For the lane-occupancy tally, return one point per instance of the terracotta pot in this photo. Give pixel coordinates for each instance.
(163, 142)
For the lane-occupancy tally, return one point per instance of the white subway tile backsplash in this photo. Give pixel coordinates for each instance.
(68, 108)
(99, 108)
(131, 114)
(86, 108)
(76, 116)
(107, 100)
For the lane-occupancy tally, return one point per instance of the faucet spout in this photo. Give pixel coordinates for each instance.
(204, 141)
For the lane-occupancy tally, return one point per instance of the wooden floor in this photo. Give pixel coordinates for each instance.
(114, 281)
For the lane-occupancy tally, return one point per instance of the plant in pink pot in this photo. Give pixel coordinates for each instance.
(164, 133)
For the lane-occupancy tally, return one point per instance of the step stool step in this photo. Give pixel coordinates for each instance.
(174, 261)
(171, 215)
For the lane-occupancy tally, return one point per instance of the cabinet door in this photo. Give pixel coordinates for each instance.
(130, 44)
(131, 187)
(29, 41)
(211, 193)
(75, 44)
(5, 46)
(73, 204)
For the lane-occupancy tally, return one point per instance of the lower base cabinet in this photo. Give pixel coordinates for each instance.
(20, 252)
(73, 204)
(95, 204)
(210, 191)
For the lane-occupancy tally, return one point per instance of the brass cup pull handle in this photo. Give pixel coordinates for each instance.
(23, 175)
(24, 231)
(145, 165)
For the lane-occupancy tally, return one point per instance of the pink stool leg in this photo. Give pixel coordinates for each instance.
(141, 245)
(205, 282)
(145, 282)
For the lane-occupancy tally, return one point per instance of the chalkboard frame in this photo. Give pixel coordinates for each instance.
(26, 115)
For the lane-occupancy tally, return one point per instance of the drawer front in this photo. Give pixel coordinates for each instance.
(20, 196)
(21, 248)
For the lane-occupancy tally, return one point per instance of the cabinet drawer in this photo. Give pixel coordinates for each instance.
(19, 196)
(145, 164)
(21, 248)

-- -- --

**Given instruction:** Rewrite every line of the records from the line containing "of the step" through the end of the records, inclusive, with the requests included. Multiply each coordinate in the answers by 1.6 and round it to the nearest whole number, with halves rounded up.

**Written answer:**
For the lane-occupancy tally, return one point per instance of the step stool step in this photo. Give pixel coordinates for each instance.
(278, 418)
(274, 344)
For the lane-occupancy tally, return one point per instance of the cabinet door in this photo. Give pixel coordinates for each instance.
(208, 70)
(210, 299)
(46, 66)
(338, 309)
(120, 70)
(8, 74)
(117, 326)
For the lane-occupancy tally, return one point per instance of the lower base cabinet in this photo. Give pixel coordinates for each instance.
(32, 403)
(117, 326)
(152, 326)
(336, 306)
For the lane-occupancy tally, return one point per instance of the brass cup pull handle in this photo. Give pixel coordinates for each instance.
(37, 280)
(38, 370)
(232, 264)
For the lane-occupancy tally, return one point per instance of the pink stool leg in this photo. Give pixel coordinates for each instance.
(226, 392)
(328, 451)
(232, 451)
For the lane-occupancy tally, return one point per instance of the chalkboard frame in this photo. Give pixel coordinates for each instance.
(42, 184)
For the lane-occupancy tally, return one point per instance of the drawer front in this photo. Give pixel coordinates for each instance.
(32, 314)
(34, 397)
For the lane-occupancy tally, return one point per instance of the cabinet drawer in this photo. Give pixel coordinates for each instance.
(30, 314)
(232, 262)
(34, 397)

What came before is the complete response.